**Work instruction:**
All of the entries are to be printed exactly as they appear.
——
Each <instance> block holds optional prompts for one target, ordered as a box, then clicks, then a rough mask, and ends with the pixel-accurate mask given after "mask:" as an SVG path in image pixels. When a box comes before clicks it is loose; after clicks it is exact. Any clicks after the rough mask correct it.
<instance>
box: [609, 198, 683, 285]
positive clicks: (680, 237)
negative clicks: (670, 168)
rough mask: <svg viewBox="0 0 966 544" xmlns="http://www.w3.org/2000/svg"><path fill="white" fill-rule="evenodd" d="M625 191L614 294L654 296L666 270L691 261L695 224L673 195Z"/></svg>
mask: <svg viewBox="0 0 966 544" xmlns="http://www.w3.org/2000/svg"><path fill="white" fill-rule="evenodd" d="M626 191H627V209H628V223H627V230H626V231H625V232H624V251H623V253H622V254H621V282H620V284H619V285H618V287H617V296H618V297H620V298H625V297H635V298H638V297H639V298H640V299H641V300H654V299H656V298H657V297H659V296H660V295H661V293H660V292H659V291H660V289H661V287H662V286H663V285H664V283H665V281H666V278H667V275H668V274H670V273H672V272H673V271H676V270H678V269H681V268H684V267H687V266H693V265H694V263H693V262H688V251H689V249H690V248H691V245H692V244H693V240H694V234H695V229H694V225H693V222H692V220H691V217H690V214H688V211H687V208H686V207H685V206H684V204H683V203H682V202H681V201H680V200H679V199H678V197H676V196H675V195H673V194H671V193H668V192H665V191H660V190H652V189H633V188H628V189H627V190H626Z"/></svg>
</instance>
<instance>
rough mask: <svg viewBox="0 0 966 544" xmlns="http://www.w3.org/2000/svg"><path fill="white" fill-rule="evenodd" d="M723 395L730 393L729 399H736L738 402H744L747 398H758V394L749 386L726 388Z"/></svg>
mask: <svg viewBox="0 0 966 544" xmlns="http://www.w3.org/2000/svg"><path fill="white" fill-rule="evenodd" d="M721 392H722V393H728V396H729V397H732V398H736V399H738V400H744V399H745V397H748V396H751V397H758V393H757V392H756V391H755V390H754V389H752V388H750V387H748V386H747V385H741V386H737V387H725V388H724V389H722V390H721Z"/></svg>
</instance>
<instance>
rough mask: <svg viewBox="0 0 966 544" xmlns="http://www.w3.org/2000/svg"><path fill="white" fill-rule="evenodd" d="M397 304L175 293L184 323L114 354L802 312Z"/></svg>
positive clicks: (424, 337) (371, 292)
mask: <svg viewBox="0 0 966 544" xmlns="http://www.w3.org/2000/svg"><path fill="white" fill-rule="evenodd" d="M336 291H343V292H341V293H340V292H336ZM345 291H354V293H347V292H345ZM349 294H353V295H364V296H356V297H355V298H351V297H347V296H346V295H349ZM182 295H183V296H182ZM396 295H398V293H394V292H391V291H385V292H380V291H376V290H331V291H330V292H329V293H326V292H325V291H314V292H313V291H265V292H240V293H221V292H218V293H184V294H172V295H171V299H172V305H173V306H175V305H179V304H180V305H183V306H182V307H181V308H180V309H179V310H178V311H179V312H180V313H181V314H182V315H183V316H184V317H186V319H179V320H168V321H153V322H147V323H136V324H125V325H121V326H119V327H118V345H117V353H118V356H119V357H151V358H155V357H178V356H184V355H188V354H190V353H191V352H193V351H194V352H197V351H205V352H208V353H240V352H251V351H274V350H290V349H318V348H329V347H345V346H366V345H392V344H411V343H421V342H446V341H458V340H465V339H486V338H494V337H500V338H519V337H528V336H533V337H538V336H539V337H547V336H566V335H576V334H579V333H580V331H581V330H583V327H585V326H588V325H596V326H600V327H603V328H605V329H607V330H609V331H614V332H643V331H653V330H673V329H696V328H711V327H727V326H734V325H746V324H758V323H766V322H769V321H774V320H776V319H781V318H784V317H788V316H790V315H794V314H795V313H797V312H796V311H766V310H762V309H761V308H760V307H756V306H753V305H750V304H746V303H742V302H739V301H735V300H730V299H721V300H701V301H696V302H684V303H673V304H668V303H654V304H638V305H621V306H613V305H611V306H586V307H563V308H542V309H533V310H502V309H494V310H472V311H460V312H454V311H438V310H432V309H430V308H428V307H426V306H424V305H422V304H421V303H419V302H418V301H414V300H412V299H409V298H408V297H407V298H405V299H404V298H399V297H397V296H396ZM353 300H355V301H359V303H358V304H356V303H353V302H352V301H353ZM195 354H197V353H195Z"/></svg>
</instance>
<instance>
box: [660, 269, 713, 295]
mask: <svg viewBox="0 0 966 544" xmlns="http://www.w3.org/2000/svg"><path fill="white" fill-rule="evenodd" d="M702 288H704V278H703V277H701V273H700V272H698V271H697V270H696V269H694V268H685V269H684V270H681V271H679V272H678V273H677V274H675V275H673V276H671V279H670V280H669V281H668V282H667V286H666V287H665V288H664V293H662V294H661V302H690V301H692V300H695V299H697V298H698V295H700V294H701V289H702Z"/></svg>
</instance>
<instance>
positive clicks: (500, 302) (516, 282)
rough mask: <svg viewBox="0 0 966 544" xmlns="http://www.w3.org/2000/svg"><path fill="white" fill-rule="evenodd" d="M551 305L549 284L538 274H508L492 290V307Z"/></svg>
——
**Expected output:**
Each <instance> block holds optional prompts for one target, ordered as a box, then clicks, then a rough mask, and ends with the pixel-accurate mask given after "mask:" as an SVG path in image pixels. When a box comes before clicks it is loose; after clicks it is exact. Any clicks after the rough mask correct it.
<instance>
box: [609, 198, 683, 285]
positive clicks: (680, 237)
negative clicks: (670, 168)
rough mask: <svg viewBox="0 0 966 544" xmlns="http://www.w3.org/2000/svg"><path fill="white" fill-rule="evenodd" d="M625 191L614 294L654 296L666 270L691 261L695 224L673 195Z"/></svg>
mask: <svg viewBox="0 0 966 544" xmlns="http://www.w3.org/2000/svg"><path fill="white" fill-rule="evenodd" d="M626 191H627V209H628V223H627V230H626V231H625V232H624V251H623V253H622V254H621V282H620V284H619V285H618V287H617V296H618V297H620V298H625V297H635V298H638V297H639V298H640V299H641V300H654V299H656V298H657V297H659V296H660V295H661V293H660V292H659V291H660V289H661V287H662V286H663V285H664V283H665V281H666V278H667V275H668V274H670V273H672V272H673V271H676V270H678V269H681V268H684V267H687V266H693V265H694V263H693V262H688V251H689V249H690V248H691V245H692V244H693V240H694V234H695V229H694V225H693V222H692V220H691V217H690V214H688V211H687V208H686V207H685V206H684V204H683V203H682V202H681V201H680V200H679V199H678V197H676V196H675V195H673V194H671V193H668V192H665V191H660V190H652V189H633V188H628V189H627V190H626Z"/></svg>
</instance>
<instance>
rough mask: <svg viewBox="0 0 966 544" xmlns="http://www.w3.org/2000/svg"><path fill="white" fill-rule="evenodd" d="M723 395L730 393L729 399H736L738 402H744L747 398H758V394L749 386L726 388Z"/></svg>
mask: <svg viewBox="0 0 966 544" xmlns="http://www.w3.org/2000/svg"><path fill="white" fill-rule="evenodd" d="M721 392H722V393H728V396H729V397H732V398H736V399H738V400H744V399H745V397H748V396H751V397H758V393H757V392H756V391H755V390H754V389H752V388H750V387H748V386H747V385H741V386H737V387H725V388H724V389H722V390H721Z"/></svg>
</instance>
<instance>
rough mask: <svg viewBox="0 0 966 544" xmlns="http://www.w3.org/2000/svg"><path fill="white" fill-rule="evenodd" d="M397 304L175 293L184 323L114 354L802 312Z"/></svg>
positive clicks: (424, 337) (371, 292)
mask: <svg viewBox="0 0 966 544" xmlns="http://www.w3.org/2000/svg"><path fill="white" fill-rule="evenodd" d="M336 291H343V292H341V293H340V292H336ZM345 291H354V293H347V292H345ZM349 294H353V295H364V296H356V297H355V298H351V297H347V296H346V295H349ZM182 295H183V296H182ZM396 295H398V293H394V292H391V291H385V292H380V291H376V290H331V291H330V292H329V293H326V292H325V291H314V292H313V291H265V292H240V293H221V292H218V293H184V294H172V295H171V299H172V305H173V306H175V305H179V304H180V305H183V306H182V307H181V308H180V309H179V310H178V311H179V312H180V313H181V314H182V315H183V316H184V317H186V319H179V320H168V321H153V322H147V323H136V324H125V325H121V326H119V327H118V345H117V353H118V356H119V357H151V358H155V357H178V356H184V355H188V354H190V353H191V352H193V351H194V352H197V351H205V352H208V353H240V352H251V351H274V350H290V349H318V348H329V347H345V346H366V345H392V344H411V343H421V342H446V341H458V340H465V339H486V338H494V337H500V338H519V337H528V336H533V337H538V336H539V337H547V336H566V335H576V334H579V333H580V331H581V330H583V327H585V326H588V325H596V326H600V327H603V328H605V329H607V330H609V331H614V332H643V331H653V330H673V329H696V328H711V327H727V326H734V325H746V324H758V323H766V322H769V321H774V320H776V319H781V318H784V317H788V316H790V315H794V314H795V313H797V312H796V311H766V310H762V309H761V308H760V307H756V306H753V305H750V304H746V303H742V302H739V301H735V300H730V299H721V300H701V301H696V302H684V303H673V304H668V303H654V304H638V305H621V306H613V305H611V306H586V307H563V308H542V309H533V310H502V309H494V310H472V311H460V312H454V311H438V310H432V309H430V308H428V307H426V306H424V305H422V304H421V303H419V302H418V301H414V300H412V299H409V298H408V297H407V298H405V299H404V298H399V297H397V296H396ZM353 300H355V301H359V303H358V304H356V303H353V302H352V301H353ZM195 354H197V353H195Z"/></svg>
</instance>
<instance>
box: [660, 269, 713, 295]
mask: <svg viewBox="0 0 966 544" xmlns="http://www.w3.org/2000/svg"><path fill="white" fill-rule="evenodd" d="M702 288H704V278H703V277H701V273H700V272H698V271H697V270H696V269H694V268H685V269H684V270H681V271H679V272H678V273H677V274H675V275H673V276H671V279H670V280H669V281H668V282H667V286H666V287H665V288H664V293H662V294H661V302H690V301H692V300H695V299H697V298H698V295H700V294H701V289H702Z"/></svg>
</instance>
<instance>
positive clicks: (500, 302) (516, 282)
rough mask: <svg viewBox="0 0 966 544" xmlns="http://www.w3.org/2000/svg"><path fill="white" fill-rule="evenodd" d="M551 305L549 284L538 274H508L492 290V307Z"/></svg>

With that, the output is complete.